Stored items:
******************************

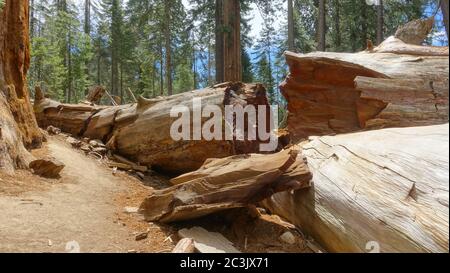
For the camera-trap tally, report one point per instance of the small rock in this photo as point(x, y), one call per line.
point(262, 211)
point(74, 142)
point(85, 148)
point(131, 210)
point(100, 150)
point(140, 175)
point(53, 130)
point(142, 236)
point(288, 238)
point(49, 167)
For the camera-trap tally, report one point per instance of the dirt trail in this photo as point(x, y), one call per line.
point(81, 208)
point(85, 209)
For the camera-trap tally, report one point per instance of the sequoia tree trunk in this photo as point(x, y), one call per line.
point(228, 41)
point(18, 127)
point(141, 131)
point(393, 85)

******************************

## Prompt
Reproduce all of the items above word for word, leaving out the pictures.

## Correct result
For the camera-trap tally, report one point per instance of the small rock in this photo as point(x, y), one call per line.
point(262, 211)
point(74, 142)
point(85, 148)
point(131, 210)
point(100, 150)
point(140, 175)
point(53, 130)
point(142, 236)
point(288, 238)
point(49, 167)
For the camera-trap tally, report one point per instance of the dirt trail in this photo as point(x, y), one call per line.
point(81, 208)
point(85, 209)
For the camera-trap tally, report one point per instance of the sequoia tree trunk in this photo as point(x, y), one call per line.
point(228, 41)
point(18, 127)
point(141, 131)
point(393, 85)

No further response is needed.